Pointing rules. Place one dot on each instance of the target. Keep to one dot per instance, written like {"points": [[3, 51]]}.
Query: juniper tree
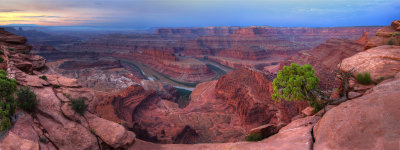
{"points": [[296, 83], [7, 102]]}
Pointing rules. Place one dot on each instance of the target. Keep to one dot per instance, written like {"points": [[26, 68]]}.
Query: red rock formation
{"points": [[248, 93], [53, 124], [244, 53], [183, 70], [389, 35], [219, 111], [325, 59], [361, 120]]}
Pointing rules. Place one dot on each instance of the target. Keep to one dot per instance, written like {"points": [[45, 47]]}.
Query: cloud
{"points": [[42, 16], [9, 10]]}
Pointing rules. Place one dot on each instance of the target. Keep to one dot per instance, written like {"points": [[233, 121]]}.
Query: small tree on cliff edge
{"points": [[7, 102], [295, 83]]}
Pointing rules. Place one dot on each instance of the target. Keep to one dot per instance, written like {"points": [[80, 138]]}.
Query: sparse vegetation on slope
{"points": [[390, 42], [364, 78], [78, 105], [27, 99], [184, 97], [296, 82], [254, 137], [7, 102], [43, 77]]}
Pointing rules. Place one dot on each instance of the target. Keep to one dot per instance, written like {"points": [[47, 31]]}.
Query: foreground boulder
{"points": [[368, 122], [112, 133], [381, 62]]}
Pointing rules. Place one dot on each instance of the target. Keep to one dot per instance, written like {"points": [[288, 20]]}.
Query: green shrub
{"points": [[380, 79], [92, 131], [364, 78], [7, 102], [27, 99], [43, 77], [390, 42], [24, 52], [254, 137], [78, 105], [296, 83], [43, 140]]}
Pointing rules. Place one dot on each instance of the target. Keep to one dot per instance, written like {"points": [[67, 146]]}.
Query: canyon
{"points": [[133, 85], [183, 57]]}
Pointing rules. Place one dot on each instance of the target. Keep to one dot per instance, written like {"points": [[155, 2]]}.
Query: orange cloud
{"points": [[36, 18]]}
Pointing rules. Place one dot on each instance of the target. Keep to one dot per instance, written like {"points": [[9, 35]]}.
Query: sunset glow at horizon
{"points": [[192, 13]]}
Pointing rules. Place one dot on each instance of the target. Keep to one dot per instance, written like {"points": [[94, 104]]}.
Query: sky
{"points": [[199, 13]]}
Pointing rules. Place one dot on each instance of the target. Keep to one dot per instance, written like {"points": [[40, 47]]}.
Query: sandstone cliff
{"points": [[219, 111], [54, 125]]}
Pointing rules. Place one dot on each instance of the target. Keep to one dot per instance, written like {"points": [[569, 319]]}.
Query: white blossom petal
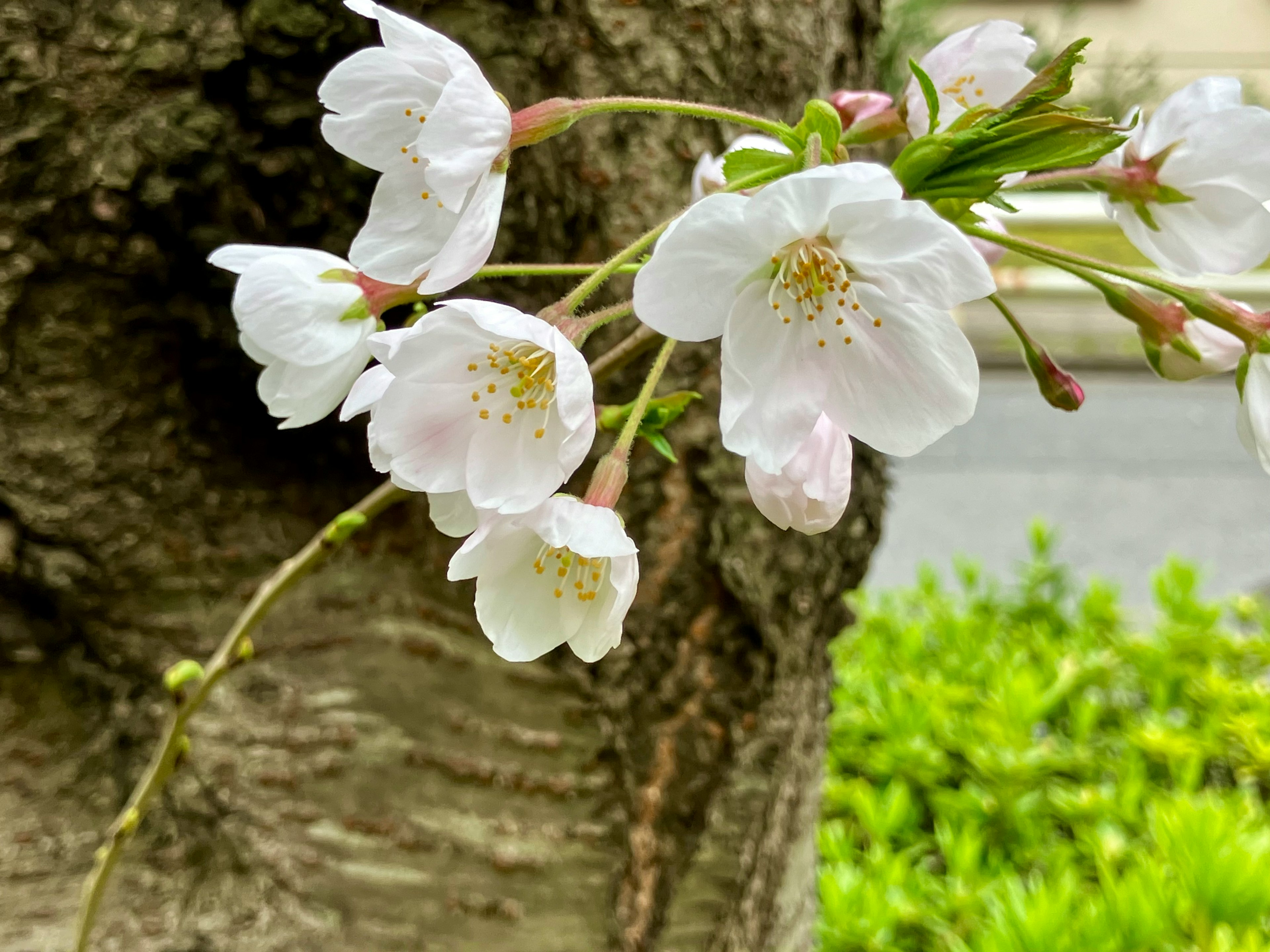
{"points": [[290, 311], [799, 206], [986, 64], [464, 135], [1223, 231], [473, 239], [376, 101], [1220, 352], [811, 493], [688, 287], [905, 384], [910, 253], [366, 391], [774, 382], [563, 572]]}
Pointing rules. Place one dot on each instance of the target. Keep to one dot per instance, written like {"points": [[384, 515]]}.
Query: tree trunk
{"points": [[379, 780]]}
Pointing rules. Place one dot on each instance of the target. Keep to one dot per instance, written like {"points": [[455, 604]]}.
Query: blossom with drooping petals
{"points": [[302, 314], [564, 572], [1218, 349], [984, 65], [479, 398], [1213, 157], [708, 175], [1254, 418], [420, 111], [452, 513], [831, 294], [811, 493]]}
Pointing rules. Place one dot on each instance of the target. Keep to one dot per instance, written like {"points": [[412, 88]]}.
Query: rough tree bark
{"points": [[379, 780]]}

> **Task directions**: Only the text of the records belongs in the answer, printed exactly and without pictures.

> **Reply to the task**:
Pointing rules. Place one dot on each instance of the target. Keep to one dot per instance, written like {"points": [[3, 51]]}.
Query: juniper tree
{"points": [[296, 83], [7, 102]]}
Pointing rules. Place one dot on each instance of the target. Keep to one dot per instance, written like {"points": [[26, 68]]}.
Query: red rock formation
{"points": [[248, 93], [53, 124], [244, 53], [183, 70], [389, 35], [219, 111], [325, 59], [361, 120]]}
Pointing rules. Place one dot on each instance of the target. Keep to one dot per instance, written like {"points": [[45, 47]]}.
Query: cloud
{"points": [[42, 16], [9, 10]]}
Pointing rules. Place one dot on each instance of the target. Keep to one dot per instance, written like {"points": [[233, 121]]}.
Query: small tree on cliff edge
{"points": [[7, 102], [295, 83]]}
Pointing rules. Place one dot on each instance of the target. Keep to one dot per instance, written like {"points": [[80, 138]]}.
Query: sparse vegetation on slope
{"points": [[390, 42], [364, 78], [78, 105], [27, 99], [184, 97], [296, 82], [254, 137], [7, 102], [43, 77]]}
Pointing rules. Place one dot on each instance of the target. Keep to one dot per instance, written like {"points": [[47, 31]]}.
Query: foreground boulder
{"points": [[368, 122], [112, 133], [381, 62]]}
Pointing rules. Place one dot on each instance of the target. Keep to one dot per instance, written like {"points": [[288, 20]]}.
Query: green shrub
{"points": [[380, 79], [92, 131], [364, 78], [7, 102], [27, 99], [43, 77], [390, 42], [24, 52], [254, 137], [78, 105], [296, 83], [43, 140]]}
Pointing rules. Place one dot on each instance of the target. Keep to one dot per instance, written like {"points": [[67, 146]]}.
Query: canyon
{"points": [[133, 85], [183, 57]]}
Pointing rules. Place one dot on each instance of the target. Keep to one dot per instance, written like {"points": [[155, 2]]}.
Query: orange cloud
{"points": [[36, 18]]}
Pointing rules. Place one dot on each instance of the target. Keep to one dot per instance, written like {"points": [[9, 35]]}.
Query: sunset glow at horizon
{"points": [[192, 13]]}
Pointing rules. Place one dot on each instance of the target. Keep to one dot per instance, written like {"points": [[94, 104]]}.
Query: sky
{"points": [[199, 13]]}
Pointing rules. Place one dot on each instance of the target. Keep to one dot per instance, written like {"points": [[40, 47]]}.
Query: sandstone cliff
{"points": [[219, 111], [54, 125]]}
Pointing rules. Place one dot on each instance of the target. Keep to one dot per instance, written like {"points": [[569, 319]]}.
Query: white blossom petal
{"points": [[290, 311], [799, 206], [986, 64], [464, 135], [1223, 231], [473, 239], [376, 101], [1220, 352], [811, 493], [688, 287], [905, 384], [910, 253], [366, 391], [774, 382], [563, 572]]}
Pointing rules. Place one dot on each instance of the target. Keep to one dot per instance, written like {"points": [[384, 515]]}.
Query: tree trunk
{"points": [[379, 780]]}
Pointing rules. Place one dot on each instance of the target. Keep to one dot per instance, written like {"points": [[455, 604]]}.
Query: blossom with drooping petals
{"points": [[302, 314], [564, 572], [1218, 349], [984, 65], [479, 398], [1213, 157], [708, 175], [1254, 418], [420, 111], [452, 513], [831, 294], [811, 493]]}
Pointing rules. Place one dot on each instance of the target. Keep to one dot per instance, written like {"points": [[412, 88]]}.
Query: rough tree bark
{"points": [[379, 780]]}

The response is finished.